- [Excerpt to read]
——

A whole lifetime in that look: “The Last Summer of the Camperdowns” by Elizabeth Kelly

It was the first time I had seen Harry Devlin in two decades. His eyes registered brief surprise, then something more. There was a whole lifetime in that look.

The Last Summer of the Camperdowns by Elizabeth Kelly
400 pages; Liveright; June 2013
Literary Fiction

What do you think of when you think of a beach read? Something light, something you can pick up and put down without much thought to it, something to take you away a little, but not absorb you too much; a silly romance, maybe, or an easily-solved mystery. Something everyone’s reading. The magazines always come out with lists of beach reads in the summer. (I usually want nothing to do with any of them. I don’t think I’m a beach-read type of gal.)

This, however, is my type of beach read, for the simple reason that it’s a wonderful book, and it’s set at the beach. Maybe this should be our new criteria for a beach read: it has to be good, and there has to be sun, sand and water involved, at least tangentially. Make that a thing, will you? Whoever does such things? Good, good.

——

- [Problems to work on]
1. Set down everything in the book review from "What do you" down to "things? Good, good.", word for word.
2. Does each statement agree with the book review? Answer yes or no for each, quoting the deciding words. (a) The book was published by Liveright. (b) The reviewer usually enjoys the beach-read lists that magazines put out each summer. (c) The book is 300 pages long.
3. According to the book review, in what month and year did the book come out?

——

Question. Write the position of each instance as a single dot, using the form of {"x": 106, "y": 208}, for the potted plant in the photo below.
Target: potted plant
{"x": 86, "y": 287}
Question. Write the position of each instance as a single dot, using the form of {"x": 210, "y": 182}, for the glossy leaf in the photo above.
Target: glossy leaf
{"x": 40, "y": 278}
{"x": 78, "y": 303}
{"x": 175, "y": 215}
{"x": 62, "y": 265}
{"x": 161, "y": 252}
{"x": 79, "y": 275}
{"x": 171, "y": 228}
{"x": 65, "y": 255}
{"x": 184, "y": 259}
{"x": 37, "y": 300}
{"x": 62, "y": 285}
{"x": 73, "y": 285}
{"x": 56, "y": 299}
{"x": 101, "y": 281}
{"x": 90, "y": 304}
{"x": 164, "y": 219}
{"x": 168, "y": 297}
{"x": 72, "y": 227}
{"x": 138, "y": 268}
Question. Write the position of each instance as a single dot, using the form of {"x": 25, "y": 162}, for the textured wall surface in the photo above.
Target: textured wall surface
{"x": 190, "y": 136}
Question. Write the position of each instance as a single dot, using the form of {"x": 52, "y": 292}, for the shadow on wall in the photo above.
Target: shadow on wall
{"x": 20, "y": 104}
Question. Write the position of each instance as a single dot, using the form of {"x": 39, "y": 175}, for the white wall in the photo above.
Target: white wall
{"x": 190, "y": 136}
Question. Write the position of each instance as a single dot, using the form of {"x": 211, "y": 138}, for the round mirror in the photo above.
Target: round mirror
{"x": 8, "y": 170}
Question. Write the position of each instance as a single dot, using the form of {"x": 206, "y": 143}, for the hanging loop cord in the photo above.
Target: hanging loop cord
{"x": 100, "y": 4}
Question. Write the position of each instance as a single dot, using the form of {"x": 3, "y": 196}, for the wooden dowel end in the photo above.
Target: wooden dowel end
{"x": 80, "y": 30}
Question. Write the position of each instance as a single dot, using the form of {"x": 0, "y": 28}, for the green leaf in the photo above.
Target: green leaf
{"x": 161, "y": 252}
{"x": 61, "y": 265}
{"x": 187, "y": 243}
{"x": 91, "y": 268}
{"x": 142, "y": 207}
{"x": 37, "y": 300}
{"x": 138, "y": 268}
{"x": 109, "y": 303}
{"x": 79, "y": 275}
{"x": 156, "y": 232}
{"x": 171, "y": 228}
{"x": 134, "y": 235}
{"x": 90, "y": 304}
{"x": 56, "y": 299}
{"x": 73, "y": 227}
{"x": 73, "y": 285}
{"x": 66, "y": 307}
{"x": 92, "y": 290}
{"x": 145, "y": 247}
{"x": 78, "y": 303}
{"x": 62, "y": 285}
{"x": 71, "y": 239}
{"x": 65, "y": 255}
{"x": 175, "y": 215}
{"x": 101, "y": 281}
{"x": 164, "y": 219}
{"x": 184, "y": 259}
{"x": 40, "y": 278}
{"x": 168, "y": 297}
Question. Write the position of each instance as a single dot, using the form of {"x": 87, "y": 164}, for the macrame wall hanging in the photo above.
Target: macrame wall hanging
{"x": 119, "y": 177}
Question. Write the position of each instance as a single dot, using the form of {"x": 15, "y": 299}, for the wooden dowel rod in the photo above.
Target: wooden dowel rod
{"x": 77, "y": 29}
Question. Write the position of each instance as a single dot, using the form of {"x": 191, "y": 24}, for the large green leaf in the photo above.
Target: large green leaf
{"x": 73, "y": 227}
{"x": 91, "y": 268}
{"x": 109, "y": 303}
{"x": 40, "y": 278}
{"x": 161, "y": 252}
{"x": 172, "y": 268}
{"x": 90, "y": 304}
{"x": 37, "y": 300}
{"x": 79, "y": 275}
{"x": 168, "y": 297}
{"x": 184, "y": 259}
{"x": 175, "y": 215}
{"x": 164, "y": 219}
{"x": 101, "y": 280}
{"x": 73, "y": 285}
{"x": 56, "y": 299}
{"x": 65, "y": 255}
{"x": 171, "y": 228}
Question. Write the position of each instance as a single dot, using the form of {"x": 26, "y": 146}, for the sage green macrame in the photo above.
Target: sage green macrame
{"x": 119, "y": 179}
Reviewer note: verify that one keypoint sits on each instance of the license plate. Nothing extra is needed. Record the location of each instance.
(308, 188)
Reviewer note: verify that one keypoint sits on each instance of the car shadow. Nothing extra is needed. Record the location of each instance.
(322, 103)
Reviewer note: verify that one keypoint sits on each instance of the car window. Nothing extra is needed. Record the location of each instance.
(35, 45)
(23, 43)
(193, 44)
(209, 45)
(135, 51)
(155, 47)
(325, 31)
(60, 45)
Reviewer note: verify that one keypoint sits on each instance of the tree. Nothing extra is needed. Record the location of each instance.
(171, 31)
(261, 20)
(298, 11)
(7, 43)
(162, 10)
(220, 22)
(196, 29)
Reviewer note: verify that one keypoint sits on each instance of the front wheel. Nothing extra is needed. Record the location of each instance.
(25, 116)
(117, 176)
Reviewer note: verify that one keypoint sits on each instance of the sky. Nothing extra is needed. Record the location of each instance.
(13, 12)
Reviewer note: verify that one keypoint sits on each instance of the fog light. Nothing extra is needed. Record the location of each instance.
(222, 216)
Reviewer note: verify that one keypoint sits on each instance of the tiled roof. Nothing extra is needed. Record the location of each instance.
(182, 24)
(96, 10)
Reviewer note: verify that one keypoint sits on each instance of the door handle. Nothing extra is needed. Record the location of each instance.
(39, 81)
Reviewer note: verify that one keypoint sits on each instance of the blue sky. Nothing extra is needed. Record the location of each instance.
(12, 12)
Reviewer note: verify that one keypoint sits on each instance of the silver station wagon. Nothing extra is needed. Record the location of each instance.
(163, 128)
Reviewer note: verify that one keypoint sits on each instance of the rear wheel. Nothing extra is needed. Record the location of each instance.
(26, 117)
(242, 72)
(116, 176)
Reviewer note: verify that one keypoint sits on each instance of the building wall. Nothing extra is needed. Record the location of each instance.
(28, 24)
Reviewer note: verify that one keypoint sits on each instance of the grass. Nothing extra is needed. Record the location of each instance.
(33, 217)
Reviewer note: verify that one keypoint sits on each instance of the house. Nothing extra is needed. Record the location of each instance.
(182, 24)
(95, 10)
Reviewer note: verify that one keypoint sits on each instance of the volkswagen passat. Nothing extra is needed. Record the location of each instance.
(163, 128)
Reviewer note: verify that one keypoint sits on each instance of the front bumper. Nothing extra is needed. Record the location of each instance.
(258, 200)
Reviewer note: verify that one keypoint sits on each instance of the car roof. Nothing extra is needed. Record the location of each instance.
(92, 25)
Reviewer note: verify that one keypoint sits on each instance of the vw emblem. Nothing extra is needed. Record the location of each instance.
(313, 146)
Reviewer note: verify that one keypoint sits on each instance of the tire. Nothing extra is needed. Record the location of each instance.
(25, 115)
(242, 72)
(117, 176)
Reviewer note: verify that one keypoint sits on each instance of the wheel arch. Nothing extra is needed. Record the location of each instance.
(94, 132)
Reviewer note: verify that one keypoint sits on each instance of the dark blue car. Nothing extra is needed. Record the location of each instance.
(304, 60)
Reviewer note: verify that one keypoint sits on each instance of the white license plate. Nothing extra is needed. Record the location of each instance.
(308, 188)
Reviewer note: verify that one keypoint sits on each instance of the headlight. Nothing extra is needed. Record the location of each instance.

——

- [Solutions for each task]
1.
What do you think of when you think of a beach read? Something light, something you can pick up and put down without much thought to it, something to take you away a little, but not absorb you too much; a silly romance, maybe, or an easily-solved mystery. Something everyone’s reading. The magazines always come out with lists of beach reads in the summer. (I usually want nothing to do with any of them. I don’t think I’m a beach-read type of gal.)

This, however, is my type of beach read, for the simple reason that it’s a wonderful book, and it’s set at the beach. Maybe this should be our new criteria for a beach read: it has to be good, and there has to be sun, sand and water involved, at least tangentially. Make that a thing, will you? Whoever does such things? Good, good.

2.
(a) Yes: "Liveright; June 2013"
(b) No: "I usually want nothing to do with any of them."
(c) No: "400 pages"

3. June 2013